PAGE →
As you know, Apple, Inc. is a major client of our law firm.  Steve Jobs called me today to complain about something that he saw recently that strikes both of us as clearly problematic from an intuitive standpoint.  I need you to think about whether whether there is a way to deal with it under trademark law.

The problem is this:  A company called The Urban Farmer has just launched a new line of denim overalls for men and women that features a modest fabric-based, flexible liquid crystal display (LCD) screen embedded in the chest panel of the outfit.  (The idea behind “Urban Farmer” apparently is that the overalls can be worn by hipsters who need pockets for their iPhones and other electronic gadgets, rather than for farm tools.)  These LCDs are about 5 inches tall by 7 inches wide and come with tiny embedded power supplies, a tolerable amount of memory, and wireless network adapters, so that they can display any one of some undetermined number of stored images downloaded from the Internet.  Imagine a wearable version of  picture frames that house a digital display, with the wearer able to select the image by sending a signal from his or her smart phone.

PARTS OF THE EXERCISE →
• 1. Reproduce word for word the part of the overalls memo between "As you know, Apple, Inc." and "under trademark law.", inclusive.
• 2. Answer these questions from the overalls memo:
(a) Which company launched the new line of denim overalls?
(b) How large are the LCD screens in the overalls?
(c) How does the wearer choose which image is displayed?
The lines after this point were taken from a separate source.

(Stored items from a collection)
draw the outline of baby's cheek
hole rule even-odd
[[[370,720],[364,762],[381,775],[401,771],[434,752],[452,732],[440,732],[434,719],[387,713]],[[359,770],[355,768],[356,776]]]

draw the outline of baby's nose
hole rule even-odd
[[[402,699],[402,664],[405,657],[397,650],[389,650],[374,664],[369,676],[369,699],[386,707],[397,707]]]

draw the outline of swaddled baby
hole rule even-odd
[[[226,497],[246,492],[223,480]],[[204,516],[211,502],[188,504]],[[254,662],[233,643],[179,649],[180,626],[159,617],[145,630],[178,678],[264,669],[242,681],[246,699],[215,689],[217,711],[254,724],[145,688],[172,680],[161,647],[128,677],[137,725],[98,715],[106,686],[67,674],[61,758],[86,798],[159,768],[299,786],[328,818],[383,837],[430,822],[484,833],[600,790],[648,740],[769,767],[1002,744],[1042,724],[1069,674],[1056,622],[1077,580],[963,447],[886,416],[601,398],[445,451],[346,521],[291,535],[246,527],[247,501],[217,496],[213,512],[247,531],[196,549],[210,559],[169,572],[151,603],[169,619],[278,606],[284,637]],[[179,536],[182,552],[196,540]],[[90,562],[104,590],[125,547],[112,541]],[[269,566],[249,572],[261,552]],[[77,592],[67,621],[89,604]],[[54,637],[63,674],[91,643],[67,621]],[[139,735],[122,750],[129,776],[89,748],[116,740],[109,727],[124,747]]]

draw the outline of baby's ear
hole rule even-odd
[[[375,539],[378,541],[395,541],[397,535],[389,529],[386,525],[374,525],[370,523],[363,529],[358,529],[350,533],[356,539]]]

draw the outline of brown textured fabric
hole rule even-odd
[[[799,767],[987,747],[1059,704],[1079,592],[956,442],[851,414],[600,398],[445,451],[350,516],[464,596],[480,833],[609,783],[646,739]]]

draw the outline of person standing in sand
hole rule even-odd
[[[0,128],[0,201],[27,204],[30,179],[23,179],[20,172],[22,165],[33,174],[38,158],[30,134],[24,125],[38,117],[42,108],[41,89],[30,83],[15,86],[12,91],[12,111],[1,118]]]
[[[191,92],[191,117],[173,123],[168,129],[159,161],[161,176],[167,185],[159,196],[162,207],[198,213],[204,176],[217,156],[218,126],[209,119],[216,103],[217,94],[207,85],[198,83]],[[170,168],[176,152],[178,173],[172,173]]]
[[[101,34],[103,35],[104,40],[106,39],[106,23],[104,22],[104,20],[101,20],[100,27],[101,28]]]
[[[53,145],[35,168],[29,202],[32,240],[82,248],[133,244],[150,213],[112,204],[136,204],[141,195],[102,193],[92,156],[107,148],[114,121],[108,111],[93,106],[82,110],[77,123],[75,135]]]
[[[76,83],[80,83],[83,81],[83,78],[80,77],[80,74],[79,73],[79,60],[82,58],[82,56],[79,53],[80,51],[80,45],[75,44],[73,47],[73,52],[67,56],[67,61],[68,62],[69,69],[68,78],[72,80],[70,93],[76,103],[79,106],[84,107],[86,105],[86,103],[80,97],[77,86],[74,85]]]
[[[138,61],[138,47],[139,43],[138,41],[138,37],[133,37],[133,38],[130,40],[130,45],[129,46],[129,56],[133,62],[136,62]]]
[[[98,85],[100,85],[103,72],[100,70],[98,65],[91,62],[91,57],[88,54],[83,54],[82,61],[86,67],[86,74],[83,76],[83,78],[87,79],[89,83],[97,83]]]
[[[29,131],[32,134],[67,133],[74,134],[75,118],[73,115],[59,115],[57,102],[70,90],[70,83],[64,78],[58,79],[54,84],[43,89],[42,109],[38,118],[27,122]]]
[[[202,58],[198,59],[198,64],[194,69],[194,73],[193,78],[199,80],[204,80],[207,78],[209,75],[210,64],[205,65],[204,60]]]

RESPONSES IN ORDER →
• 1.
As you know, Apple, Inc. is a major client of our law firm.  Steve Jobs called me today to complain about something that he saw recently that strikes both of us as clearly problematic from an intuitive standpoint.  I need you to think about whether whether there is a way to deal with it under trademark law.

• 2.
(a) The Urban Farmer.
(b) About 5 inches tall by 7 inches wide.
(c) By sending a signal from his or her smart phone.